* Problem:
Write out the passage on free speech and censorship word for word, starting at "Another way of" and continuing up to and including "by crushing dissent.".

━━━━━ Text passage ━━━━━

It is true that ideas can be as pernicious as they can be enlightening, yet what is even more dangerous than bad ideas is the atmosphere of fear in which they may not be challenged by better ones. In every instance in which dangerous ideas have precipitated actual harms, from Nazi Germany to Rwanda, there has been a chilling silence from fearful listeners who (had their freedom to protest been protected) should have put a halt to the rhetoric by speaking back. It is in a climate of censorship and coerced conformity that the beast of bad ideas takes root and grows into a monster.
Those who defend European internet censorship laws which curb “hate speech” make constant reference to the illegality of the speech in question. There seems to be a vicious circle of question begging: when asked exactly what constitutes ‘hate speech’ the reply is “illegal forms of speech”, and when asked why these kinds of speech are illegal, the answer is that they are hate speech. The only thing that lends this definition some vague semblance of content is ‘incitement’, a concept that assumes adult individuals are not responsible for their own actions anyway, since other people are apparently to be blamed for making them do things. This deterministic concept completely demolishes the bedrock premise of European law; namely, that individuals are responsible moral agents.
Some will argue that we need to strike a balance between “fighting prejudice” and “the necessity of free speech in a democracy”. This claim merely erects a false dilemma between two compatible liberal values so that citizens will begin to view free speech as an obstacle to “fighting prejudice” when in fact it is the best remedy for prejudiced beliefs, since it allows us to test firmly entrenched ideas (prejudices) against the merits of conflicting viewpoints.
Another way of undermining freedom of speech is to argue that offensive words or material only “sows social discord”. In April, Ayaan Hirsi Ali had to cancel a scheduled speaking engagement (part of her ‘Hero of Heresy’ tour) in Australia after a prominent group of Muslim women, including Hana Assafiri, complained that Hirsi Ali’s discourse is “divisive” and constitutes “hate mongering”. This, of course, despite the fact that Hirsi-Ali had cited security concerns and has received death threats for her criticism of Islam. That is exactly why her speech is so vital: it separates ‘ordinary Muslims’ from intolerant Islamist extremists who would sooner kill critics of their religion than argue with them. The “social unity” her Muslim censors aim to maintain by shutting down liberal feminist dissidents is itself a political fiction manufactured by crushing dissent.
The UK Parliament’s ‘religious hatred’ offence came into force on 1 October 2007. It had the effect of criminalising threatening words or behaviour intended to stir up religious hatred (irrespective of the likelihood that it will succeed). The Crown Prosecution Service defines a religious incident as:
“Any incident which is believed to be motivated because of a person’s religion or perceived religion, by the victim or any other person“.

━━━━━ Extracted material ━━━━━

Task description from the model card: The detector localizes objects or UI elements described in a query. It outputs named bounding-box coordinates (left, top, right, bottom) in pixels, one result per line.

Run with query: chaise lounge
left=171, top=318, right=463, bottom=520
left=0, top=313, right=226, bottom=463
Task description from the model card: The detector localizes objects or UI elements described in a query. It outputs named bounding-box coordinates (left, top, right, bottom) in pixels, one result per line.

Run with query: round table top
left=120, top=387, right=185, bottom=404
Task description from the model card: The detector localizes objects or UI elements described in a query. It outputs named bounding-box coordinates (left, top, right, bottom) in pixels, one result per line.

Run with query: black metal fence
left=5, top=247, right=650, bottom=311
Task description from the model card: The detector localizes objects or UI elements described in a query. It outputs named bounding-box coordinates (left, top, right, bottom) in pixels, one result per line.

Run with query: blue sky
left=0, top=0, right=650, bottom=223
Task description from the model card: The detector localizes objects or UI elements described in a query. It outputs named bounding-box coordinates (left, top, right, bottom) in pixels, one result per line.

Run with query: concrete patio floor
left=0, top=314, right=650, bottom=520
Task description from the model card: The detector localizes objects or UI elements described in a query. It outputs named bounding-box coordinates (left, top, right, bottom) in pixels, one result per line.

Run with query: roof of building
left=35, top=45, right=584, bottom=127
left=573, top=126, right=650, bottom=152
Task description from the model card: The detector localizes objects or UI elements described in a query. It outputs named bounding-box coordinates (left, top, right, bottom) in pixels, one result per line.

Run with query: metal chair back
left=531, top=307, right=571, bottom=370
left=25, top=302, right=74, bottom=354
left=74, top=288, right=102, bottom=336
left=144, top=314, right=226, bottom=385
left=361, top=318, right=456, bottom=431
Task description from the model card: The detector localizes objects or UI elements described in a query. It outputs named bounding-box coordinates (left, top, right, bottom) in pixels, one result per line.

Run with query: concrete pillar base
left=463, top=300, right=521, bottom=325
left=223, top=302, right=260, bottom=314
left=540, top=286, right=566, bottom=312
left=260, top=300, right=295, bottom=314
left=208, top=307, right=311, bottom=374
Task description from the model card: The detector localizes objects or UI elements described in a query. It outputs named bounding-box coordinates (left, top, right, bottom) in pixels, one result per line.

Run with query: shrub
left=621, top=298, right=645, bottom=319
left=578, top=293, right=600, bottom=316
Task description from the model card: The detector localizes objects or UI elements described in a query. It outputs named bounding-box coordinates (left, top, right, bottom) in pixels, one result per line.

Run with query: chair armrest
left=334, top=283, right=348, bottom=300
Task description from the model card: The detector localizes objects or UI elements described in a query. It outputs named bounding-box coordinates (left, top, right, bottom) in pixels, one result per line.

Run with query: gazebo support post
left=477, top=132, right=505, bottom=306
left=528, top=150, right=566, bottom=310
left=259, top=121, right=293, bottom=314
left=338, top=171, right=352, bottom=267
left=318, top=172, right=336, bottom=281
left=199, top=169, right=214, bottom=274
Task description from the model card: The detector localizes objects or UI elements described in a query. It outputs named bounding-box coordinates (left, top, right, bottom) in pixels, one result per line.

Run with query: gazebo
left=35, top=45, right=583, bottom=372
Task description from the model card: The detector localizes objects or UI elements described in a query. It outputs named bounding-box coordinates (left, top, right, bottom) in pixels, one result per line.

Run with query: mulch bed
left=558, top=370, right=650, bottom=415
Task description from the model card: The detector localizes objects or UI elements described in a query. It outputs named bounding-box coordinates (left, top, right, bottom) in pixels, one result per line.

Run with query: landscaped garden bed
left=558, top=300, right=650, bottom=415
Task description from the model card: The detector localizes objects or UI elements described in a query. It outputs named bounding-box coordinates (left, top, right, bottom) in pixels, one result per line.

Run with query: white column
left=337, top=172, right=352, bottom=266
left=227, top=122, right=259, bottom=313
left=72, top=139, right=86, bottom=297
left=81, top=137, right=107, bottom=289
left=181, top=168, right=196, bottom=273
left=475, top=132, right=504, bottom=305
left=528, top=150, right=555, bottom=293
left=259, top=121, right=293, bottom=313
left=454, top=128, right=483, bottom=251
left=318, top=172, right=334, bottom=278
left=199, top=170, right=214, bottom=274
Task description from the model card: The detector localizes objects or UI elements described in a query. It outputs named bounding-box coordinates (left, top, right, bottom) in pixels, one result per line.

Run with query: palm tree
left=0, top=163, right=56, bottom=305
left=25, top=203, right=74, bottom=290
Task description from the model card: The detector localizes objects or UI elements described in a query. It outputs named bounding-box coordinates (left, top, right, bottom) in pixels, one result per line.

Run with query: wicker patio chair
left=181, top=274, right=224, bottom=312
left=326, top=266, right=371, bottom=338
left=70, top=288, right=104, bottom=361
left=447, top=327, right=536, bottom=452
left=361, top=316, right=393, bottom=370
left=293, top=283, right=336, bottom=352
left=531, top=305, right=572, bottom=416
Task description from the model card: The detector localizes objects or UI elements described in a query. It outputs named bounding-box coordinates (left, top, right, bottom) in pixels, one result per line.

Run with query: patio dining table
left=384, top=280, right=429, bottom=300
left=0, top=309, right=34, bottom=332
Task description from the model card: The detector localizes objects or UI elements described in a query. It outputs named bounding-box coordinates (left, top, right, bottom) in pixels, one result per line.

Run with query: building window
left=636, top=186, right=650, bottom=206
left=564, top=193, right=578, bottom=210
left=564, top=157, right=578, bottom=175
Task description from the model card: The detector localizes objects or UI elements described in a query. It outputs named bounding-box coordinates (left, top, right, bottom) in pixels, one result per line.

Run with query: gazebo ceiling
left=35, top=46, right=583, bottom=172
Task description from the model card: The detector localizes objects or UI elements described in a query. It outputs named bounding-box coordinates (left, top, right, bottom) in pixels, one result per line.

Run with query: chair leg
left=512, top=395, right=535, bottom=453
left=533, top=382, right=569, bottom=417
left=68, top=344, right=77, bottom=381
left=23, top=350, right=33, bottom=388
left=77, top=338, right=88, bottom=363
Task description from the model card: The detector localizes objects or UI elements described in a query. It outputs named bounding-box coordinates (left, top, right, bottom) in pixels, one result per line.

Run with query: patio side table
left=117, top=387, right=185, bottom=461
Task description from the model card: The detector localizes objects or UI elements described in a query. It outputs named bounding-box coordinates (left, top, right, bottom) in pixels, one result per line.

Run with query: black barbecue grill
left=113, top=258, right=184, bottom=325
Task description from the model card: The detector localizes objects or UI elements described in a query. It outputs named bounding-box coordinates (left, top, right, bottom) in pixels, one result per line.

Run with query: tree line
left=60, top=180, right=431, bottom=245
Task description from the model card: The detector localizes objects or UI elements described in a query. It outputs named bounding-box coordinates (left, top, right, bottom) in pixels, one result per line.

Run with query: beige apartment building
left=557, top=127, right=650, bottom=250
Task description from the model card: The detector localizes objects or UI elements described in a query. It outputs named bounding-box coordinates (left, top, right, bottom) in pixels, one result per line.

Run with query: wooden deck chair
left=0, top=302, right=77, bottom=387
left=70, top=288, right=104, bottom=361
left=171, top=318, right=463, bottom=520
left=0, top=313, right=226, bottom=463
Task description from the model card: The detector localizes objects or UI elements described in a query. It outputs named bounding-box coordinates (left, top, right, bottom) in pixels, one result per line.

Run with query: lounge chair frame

━━━━━

* Complete response:
Another way of undermining freedom of speech is to argue that offensive words or material only “sows social discord”. In April, Ayaan Hirsi Ali had to cancel a scheduled speaking engagement (part of her ‘Hero of Heresy’ tour) in Australia after a prominent group of Muslim women, including Hana Assafiri, complained that Hirsi Ali’s discourse is “divisive” and constitutes “hate mongering”. This, of course, despite the fact that Hirsi-Ali had cited security concerns and has received death threats for her criticism of Islam. That is exactly why her speech is so vital: it separates ‘ordinary Muslims’ from intolerant Islamist extremists who would sooner kill critics of their religion than argue with them. The “social unity” her Muslim censors aim to maintain by shutting down liberal feminist dissidents is itself a political fiction manufactured by crushing dissent.